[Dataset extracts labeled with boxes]
____________
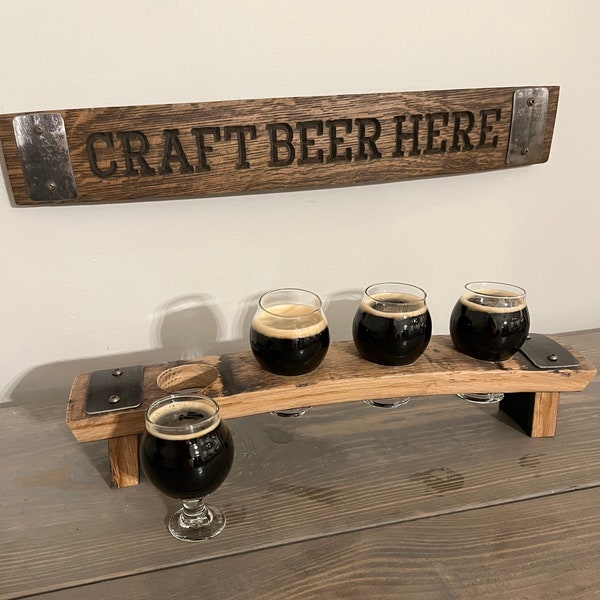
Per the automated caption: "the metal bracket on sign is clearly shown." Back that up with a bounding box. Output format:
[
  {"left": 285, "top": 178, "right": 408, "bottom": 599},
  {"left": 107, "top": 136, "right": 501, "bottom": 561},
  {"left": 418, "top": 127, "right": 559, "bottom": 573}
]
[
  {"left": 520, "top": 333, "right": 579, "bottom": 369},
  {"left": 506, "top": 88, "right": 548, "bottom": 167},
  {"left": 13, "top": 113, "right": 77, "bottom": 202},
  {"left": 85, "top": 365, "right": 144, "bottom": 415}
]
____________
## [Exercise task]
Rewrite every item above, swapping "metal bracket" for "steel mount" and keeping everything else the same. Leave the pictures out of your answer.

## [Answer to this problem]
Per the automated caption: "the steel mount on sign is clearly shown." Back that up with a bounding box. Output format:
[
  {"left": 285, "top": 178, "right": 408, "bottom": 599},
  {"left": 107, "top": 136, "right": 501, "bottom": 561},
  {"left": 418, "top": 127, "right": 559, "bottom": 573}
]
[
  {"left": 520, "top": 333, "right": 579, "bottom": 369},
  {"left": 506, "top": 88, "right": 548, "bottom": 167},
  {"left": 13, "top": 113, "right": 77, "bottom": 202},
  {"left": 85, "top": 365, "right": 144, "bottom": 415}
]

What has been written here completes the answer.